* _Set problem_
Rewrite the material below, replacing "photograph" with "image" wherever it occurs and leaving everything else unchanged. Omit the pictures from the result.
┄┄┄┄┄┄┄┄┄┄
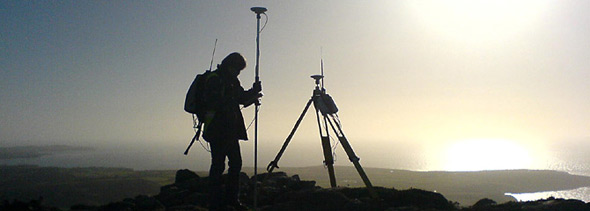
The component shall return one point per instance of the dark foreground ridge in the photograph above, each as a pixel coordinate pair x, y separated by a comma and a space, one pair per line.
282, 192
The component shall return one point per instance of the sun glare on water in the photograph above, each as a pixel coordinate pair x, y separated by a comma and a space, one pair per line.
486, 154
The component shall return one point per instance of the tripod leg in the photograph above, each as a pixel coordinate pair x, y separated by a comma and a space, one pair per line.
352, 157
274, 164
328, 158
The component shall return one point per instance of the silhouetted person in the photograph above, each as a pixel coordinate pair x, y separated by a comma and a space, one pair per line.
224, 127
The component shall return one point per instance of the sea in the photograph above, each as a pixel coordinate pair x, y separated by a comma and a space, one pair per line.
571, 158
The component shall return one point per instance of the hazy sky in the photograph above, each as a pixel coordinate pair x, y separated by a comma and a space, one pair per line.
446, 77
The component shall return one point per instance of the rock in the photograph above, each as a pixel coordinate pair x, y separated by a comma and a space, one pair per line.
143, 202
184, 175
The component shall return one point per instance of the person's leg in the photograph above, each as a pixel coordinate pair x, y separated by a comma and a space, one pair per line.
235, 166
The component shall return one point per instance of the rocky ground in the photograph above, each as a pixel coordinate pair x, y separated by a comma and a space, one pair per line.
278, 191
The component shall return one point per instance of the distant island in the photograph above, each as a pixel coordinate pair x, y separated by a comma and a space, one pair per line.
7, 153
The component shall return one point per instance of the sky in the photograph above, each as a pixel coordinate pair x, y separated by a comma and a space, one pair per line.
461, 82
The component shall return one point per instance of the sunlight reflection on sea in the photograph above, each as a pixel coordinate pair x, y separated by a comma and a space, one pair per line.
579, 193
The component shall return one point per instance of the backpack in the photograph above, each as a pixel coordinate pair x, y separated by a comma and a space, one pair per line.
194, 103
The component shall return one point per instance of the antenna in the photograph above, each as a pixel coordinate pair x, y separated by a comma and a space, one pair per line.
322, 65
258, 11
212, 56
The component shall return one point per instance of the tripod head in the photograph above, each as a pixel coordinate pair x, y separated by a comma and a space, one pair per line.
317, 79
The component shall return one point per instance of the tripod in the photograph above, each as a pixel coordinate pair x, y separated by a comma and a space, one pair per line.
325, 105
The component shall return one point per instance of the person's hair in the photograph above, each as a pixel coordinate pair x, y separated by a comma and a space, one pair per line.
┄┄┄┄┄┄┄┄┄┄
* _Response_
The component shall return one point per instance of the dark foreground ridge in the image above, each as a pixel coordinate pair x, y separated by a comma and a space, one pair per line.
282, 192
The component shall return one point per instance of the sun glare on water in the image above, each as a pixel coordinate pair x, y separated by a comma and a space, one pair per line.
486, 154
The component shall return one point per instance of the tripod leg in the image above, each as a pixel coordinate pair x, y separated by a comma and a space, one pair per line.
352, 157
274, 164
328, 158
The component shall return one point per instance of the silhouetted person in the image above, each as a pixel coordinate pair x, y separated by a comma and a space, one pair per line.
224, 127
The component shall return one point per instance of the sea in the image above, each as a pixel coordinate pair x, y separated by a comma and a space, one pair per line.
571, 158
The component shall return one point per instance of the hazy sky in the image above, each as a pixel coordinate pair x, y separated by a comma and a space, one pair per line.
446, 77
The component shall return one point per instance of the rock in the image above, each as a pixel coordinate pair x, y separated by a comma and a space, one pair per line.
143, 202
184, 175
The component shall return one point per instance of the person's leg in the image above, each as a pixel coordinate pair x, y separated by a comma and a space, one pair per line.
235, 166
The component shall return one point per instance of the rocky ground in the image above, each as a pixel coordinate pair x, y separated by a comma and a space, one pair per line.
278, 191
The component shall return one point per instance of the distant island in the image above, each as a pixel coordinate pair x, y separated by a comma and a space, one pair per line.
7, 153
The component shall return one point per instance of the sky in the image above, each as a pixel coordinate pair x, y separated by a comma and a space, one pair per line.
461, 82
The component shall return one point per instance of the sunlight reflection on sea in the image above, each as a pixel coordinate pair x, y separated by a comma and a space, one pair per line.
579, 193
The component shall return one point per instance of the backpack in the image above, each as a pixel coordinate pair x, y separated by a comma and a space, one pair per line.
194, 103
The component shall return one point per instance of the antenna in the image above, each as a pixel coordinate pair x, y separated by a comma and a space, one pair per line.
322, 65
258, 11
212, 56
The component shall return one point per instance of the tripod head in the image above, each as a pixel coordinate pair x, y separated by a comma and a space, one pair per line.
317, 79
The component shall return one point per instance of the tripod in the image above, each as a pixel coordinate pair x, y separated by a comma and a space, one pair per line.
325, 105
The component shall return one point per instance of the person's hair in the image above, each as a pixel coordinate pair x, y separated by a comma and a space, one pair per line.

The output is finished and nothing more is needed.